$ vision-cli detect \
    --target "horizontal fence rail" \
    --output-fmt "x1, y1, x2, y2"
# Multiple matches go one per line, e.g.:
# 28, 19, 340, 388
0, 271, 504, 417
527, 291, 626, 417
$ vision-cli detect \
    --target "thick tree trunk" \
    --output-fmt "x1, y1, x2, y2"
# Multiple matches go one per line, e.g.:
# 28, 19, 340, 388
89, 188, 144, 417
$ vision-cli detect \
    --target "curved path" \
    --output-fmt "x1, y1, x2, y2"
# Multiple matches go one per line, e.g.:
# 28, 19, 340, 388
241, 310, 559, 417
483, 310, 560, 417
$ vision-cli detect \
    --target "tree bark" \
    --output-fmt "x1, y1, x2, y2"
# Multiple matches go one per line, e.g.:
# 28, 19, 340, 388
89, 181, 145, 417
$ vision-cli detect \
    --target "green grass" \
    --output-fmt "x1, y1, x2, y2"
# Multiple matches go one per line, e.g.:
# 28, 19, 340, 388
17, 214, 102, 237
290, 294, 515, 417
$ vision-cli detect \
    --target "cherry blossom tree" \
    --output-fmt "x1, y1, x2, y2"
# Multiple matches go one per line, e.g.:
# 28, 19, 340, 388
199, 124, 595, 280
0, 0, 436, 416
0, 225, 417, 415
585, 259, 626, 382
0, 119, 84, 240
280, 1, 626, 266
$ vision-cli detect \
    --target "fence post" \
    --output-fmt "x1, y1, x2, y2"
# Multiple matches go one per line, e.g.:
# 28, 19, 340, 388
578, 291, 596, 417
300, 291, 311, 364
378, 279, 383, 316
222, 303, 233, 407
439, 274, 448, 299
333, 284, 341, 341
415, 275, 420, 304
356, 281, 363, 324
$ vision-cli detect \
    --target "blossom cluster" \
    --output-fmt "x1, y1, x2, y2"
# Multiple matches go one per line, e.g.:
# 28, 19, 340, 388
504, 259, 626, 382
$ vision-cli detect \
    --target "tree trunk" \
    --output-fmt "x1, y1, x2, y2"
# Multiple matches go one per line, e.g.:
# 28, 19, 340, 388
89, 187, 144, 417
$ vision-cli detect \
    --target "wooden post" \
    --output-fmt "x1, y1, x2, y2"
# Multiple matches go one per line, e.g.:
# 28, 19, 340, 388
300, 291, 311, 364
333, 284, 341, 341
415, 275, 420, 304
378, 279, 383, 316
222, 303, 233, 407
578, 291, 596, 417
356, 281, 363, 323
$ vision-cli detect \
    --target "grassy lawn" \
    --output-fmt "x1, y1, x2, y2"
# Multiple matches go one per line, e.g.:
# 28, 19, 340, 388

### GOAL
Reproduce all of the material above, swapping every occurrence of "vision-cli" for "bbox-tool" and leaving everything else unchanged.

### SOLUTION TO THIS TASK
$ bbox-tool detect \
    --target "horizontal fence rail" \
    --output-fmt "x1, y1, x2, y2"
# Multiple matches go one per line, e.g.:
# 28, 19, 340, 388
0, 271, 504, 417
527, 291, 626, 417
$ bbox-tool detect \
    --target "thick tree trunk" \
    --output-fmt "x1, y1, x2, y2"
# Multiple matches go one per line, e.g.:
# 28, 19, 340, 388
89, 188, 144, 417
$ bbox-tool detect \
    --target "curved path" \
    --output-fmt "x1, y1, x2, y2"
# Multiple matches go one per line, e.g.:
# 28, 19, 340, 388
241, 310, 559, 417
483, 310, 560, 417
$ bbox-tool detect \
    --target "tree bark" \
    --output-fmt "x1, y1, x2, y2"
# Multiple matches go one per line, e.g.:
# 28, 19, 340, 388
89, 181, 145, 417
$ bbox-tool detect \
    --target "green grass" \
    --output-fmt "x1, y1, x2, y2"
# Multiple matches go one per line, e.g.:
# 28, 19, 340, 388
17, 214, 102, 237
290, 294, 515, 417
$ bbox-tool detect \
    --target "cherry blossom tree" \
    --output-fmt "x1, y1, x2, y2"
# Multiple matches go one per line, e.g.:
# 28, 19, 340, 388
199, 124, 595, 280
0, 0, 436, 416
0, 225, 417, 415
585, 259, 626, 382
0, 119, 84, 240
280, 1, 626, 266
$ bbox-tool detect \
    --target "fence post" \
    --output-fmt "x1, y1, x2, y2"
# Multiple matches go one per line, e.g.:
# 28, 19, 340, 388
578, 291, 596, 417
300, 291, 311, 364
378, 279, 383, 316
222, 303, 233, 407
439, 274, 448, 299
333, 284, 341, 341
415, 275, 420, 304
356, 281, 363, 324
$ bbox-tool detect \
    --target "blossom cluster" \
    --output-fmt "x1, y1, x2, y2"
# Multiple matches go one per line, e.g.:
# 28, 19, 340, 388
504, 259, 626, 382
$ bbox-tool detect \
    --target "tree trunk" \
    --output-fmt "x1, y1, x2, y2"
# Multiple matches go one per line, e.g.:
# 28, 19, 340, 388
89, 187, 144, 417
$ bbox-tool detect \
    --target "wooden post" \
    --output-fmt "x1, y1, x2, y2"
# Multiple matches go one per line, e.g.:
# 28, 19, 340, 388
300, 291, 311, 364
333, 284, 341, 341
415, 275, 420, 304
378, 279, 383, 316
222, 303, 233, 407
578, 291, 596, 417
356, 281, 363, 323
$ bbox-tool detect \
    --target "grassy lawn" \
    --output-fmt "x1, y1, x2, y2"
# Multiple matches go one per line, e.g.:
# 28, 19, 340, 388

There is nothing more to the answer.